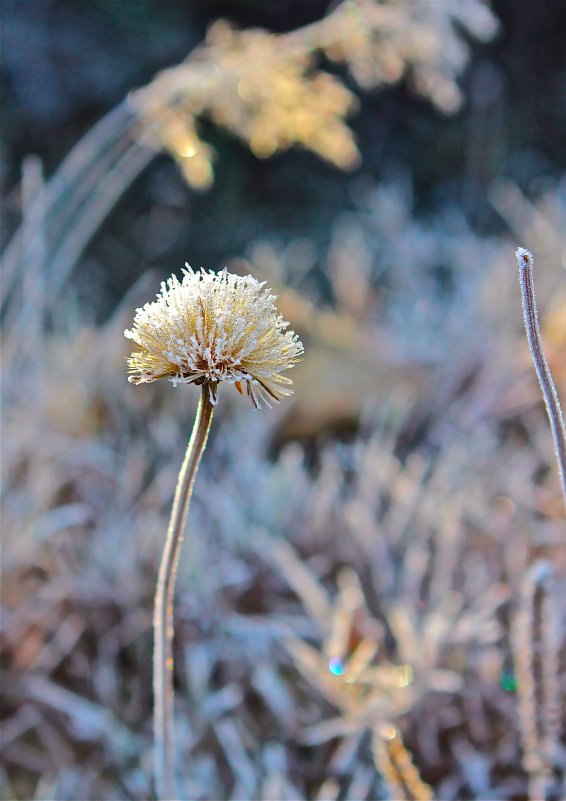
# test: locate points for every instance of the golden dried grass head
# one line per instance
(212, 327)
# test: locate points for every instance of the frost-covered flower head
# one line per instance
(213, 327)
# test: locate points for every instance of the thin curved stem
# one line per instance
(163, 721)
(526, 262)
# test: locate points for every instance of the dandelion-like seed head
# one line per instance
(212, 327)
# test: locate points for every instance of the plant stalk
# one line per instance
(526, 262)
(163, 720)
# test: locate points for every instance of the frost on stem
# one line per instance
(525, 262)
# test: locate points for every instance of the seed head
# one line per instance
(213, 327)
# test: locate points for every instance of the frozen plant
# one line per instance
(203, 330)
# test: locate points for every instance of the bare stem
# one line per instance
(163, 721)
(526, 262)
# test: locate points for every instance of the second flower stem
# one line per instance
(163, 720)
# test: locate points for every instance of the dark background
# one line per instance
(66, 64)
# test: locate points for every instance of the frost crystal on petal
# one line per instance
(213, 327)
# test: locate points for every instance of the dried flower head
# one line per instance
(213, 327)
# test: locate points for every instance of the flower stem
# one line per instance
(163, 722)
(525, 261)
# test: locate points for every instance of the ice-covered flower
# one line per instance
(213, 327)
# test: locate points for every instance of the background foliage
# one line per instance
(382, 560)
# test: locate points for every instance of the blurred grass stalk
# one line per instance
(163, 627)
(525, 263)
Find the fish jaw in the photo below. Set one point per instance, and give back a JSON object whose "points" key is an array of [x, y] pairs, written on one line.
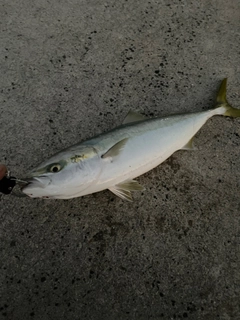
{"points": [[72, 181]]}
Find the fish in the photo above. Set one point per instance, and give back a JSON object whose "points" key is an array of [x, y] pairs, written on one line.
{"points": [[113, 160]]}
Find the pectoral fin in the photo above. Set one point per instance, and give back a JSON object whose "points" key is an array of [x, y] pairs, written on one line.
{"points": [[189, 145], [123, 190], [116, 149], [133, 117]]}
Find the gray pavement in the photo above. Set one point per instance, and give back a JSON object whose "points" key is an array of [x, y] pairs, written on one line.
{"points": [[73, 69]]}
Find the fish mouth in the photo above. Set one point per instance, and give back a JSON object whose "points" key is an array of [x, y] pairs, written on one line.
{"points": [[35, 182]]}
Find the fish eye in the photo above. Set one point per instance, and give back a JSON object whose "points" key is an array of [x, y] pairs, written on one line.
{"points": [[55, 168]]}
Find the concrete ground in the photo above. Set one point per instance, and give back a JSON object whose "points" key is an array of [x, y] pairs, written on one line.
{"points": [[72, 69]]}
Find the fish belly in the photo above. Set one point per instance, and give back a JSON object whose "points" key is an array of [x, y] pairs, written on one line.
{"points": [[147, 147]]}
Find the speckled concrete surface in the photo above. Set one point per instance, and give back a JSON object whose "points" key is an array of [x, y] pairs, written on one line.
{"points": [[72, 69]]}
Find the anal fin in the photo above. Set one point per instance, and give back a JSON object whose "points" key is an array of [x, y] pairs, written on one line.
{"points": [[123, 190]]}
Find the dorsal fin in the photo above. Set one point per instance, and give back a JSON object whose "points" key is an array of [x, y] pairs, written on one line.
{"points": [[116, 149], [133, 117]]}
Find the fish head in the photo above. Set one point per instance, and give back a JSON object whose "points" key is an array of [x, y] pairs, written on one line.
{"points": [[65, 175]]}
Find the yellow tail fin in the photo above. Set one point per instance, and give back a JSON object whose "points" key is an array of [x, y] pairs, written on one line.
{"points": [[222, 101]]}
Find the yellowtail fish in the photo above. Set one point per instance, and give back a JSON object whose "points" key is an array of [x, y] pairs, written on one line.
{"points": [[114, 159]]}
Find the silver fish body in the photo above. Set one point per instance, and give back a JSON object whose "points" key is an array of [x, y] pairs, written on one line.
{"points": [[114, 159]]}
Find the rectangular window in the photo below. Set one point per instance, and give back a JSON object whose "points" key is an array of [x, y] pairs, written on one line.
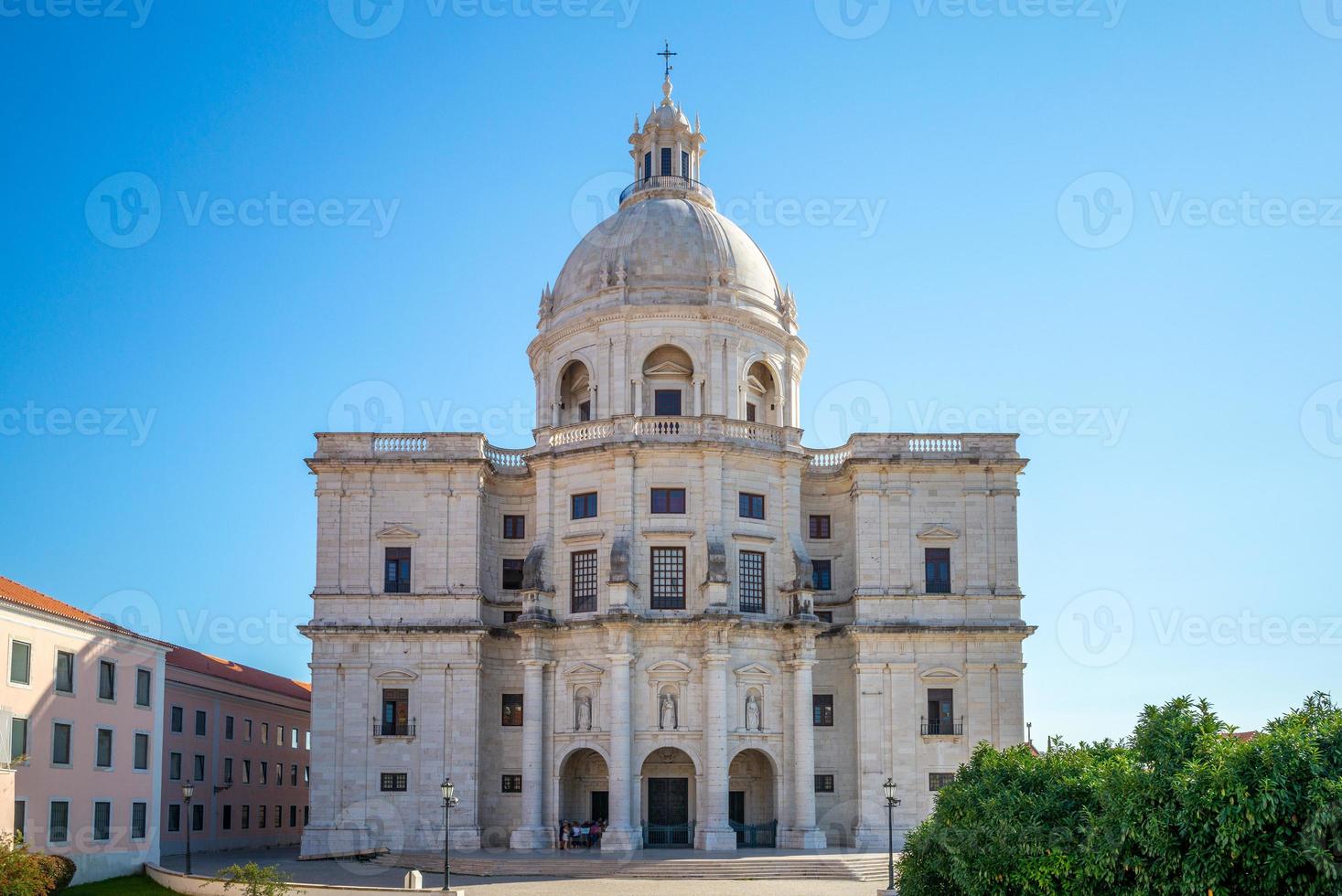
{"points": [[667, 500], [669, 579], [102, 755], [511, 579], [584, 581], [666, 402], [106, 680], [141, 752], [397, 579], [58, 823], [511, 709], [823, 709], [17, 740], [102, 820], [20, 663], [60, 737], [65, 672], [584, 506], [750, 506], [750, 582], [138, 816], [937, 560], [821, 576]]}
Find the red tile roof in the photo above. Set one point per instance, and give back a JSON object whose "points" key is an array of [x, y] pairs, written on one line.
{"points": [[15, 593], [196, 661]]}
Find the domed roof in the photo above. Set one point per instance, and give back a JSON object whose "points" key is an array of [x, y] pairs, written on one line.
{"points": [[667, 249]]}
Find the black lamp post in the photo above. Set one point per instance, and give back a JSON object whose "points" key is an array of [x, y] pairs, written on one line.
{"points": [[891, 801], [448, 801], [188, 790]]}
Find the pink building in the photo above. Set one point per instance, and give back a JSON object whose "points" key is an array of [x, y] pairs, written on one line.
{"points": [[81, 718], [241, 737]]}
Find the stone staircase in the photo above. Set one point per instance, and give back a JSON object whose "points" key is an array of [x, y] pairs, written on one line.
{"points": [[758, 865]]}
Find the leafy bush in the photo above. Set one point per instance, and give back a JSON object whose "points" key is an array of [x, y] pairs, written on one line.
{"points": [[255, 880], [1178, 807]]}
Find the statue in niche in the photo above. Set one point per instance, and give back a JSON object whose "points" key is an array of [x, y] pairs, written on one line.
{"points": [[667, 718], [583, 712], [753, 714]]}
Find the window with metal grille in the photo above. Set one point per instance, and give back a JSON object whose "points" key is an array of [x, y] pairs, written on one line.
{"points": [[667, 500], [821, 576], [750, 582], [669, 579], [397, 577], [584, 581], [511, 574]]}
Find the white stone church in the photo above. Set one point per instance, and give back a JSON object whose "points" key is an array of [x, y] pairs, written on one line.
{"points": [[667, 613]]}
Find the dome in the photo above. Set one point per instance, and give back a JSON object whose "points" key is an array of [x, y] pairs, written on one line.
{"points": [[667, 250]]}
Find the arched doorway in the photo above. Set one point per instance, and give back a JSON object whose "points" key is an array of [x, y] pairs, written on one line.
{"points": [[752, 809], [584, 792], [669, 798]]}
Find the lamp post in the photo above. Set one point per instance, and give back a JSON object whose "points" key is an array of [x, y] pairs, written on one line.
{"points": [[448, 801], [188, 790], [891, 801]]}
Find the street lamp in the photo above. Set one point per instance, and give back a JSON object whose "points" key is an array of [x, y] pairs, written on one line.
{"points": [[188, 790], [448, 801], [891, 801]]}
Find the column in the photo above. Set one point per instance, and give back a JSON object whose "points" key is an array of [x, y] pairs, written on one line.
{"points": [[712, 830], [802, 835], [533, 833], [620, 835]]}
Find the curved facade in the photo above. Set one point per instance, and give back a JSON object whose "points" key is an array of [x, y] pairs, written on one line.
{"points": [[667, 613]]}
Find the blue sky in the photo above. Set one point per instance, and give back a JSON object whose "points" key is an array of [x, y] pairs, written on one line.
{"points": [[1112, 227]]}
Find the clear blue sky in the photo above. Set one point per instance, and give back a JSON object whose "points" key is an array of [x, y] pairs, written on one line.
{"points": [[488, 133]]}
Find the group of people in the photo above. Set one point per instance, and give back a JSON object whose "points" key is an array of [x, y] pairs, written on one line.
{"points": [[588, 833]]}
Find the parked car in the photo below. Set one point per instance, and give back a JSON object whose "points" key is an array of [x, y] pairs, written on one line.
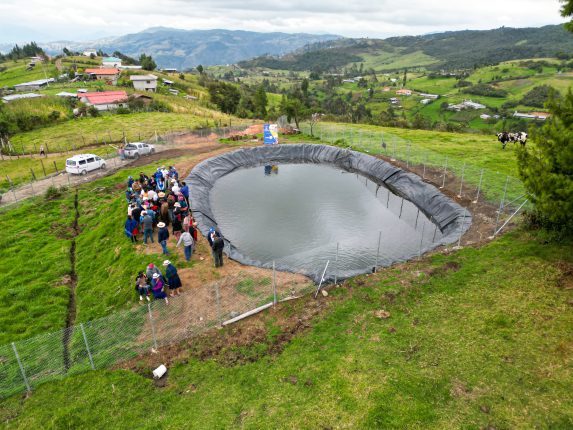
{"points": [[83, 163], [137, 149]]}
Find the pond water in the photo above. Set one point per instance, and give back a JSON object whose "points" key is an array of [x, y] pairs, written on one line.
{"points": [[301, 215]]}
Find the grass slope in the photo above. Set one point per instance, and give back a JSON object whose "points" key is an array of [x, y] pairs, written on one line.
{"points": [[472, 348]]}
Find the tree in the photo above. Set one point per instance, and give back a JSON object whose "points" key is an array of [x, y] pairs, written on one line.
{"points": [[260, 102], [314, 119], [147, 62], [567, 12], [547, 168]]}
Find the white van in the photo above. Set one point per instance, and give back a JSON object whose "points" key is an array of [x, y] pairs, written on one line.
{"points": [[83, 163]]}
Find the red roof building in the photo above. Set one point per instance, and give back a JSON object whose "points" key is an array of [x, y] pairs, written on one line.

:::::

### Exercise aim
Search the listing above for lines with the word "frost", and state how many there are, nothing else.

### Written solution
3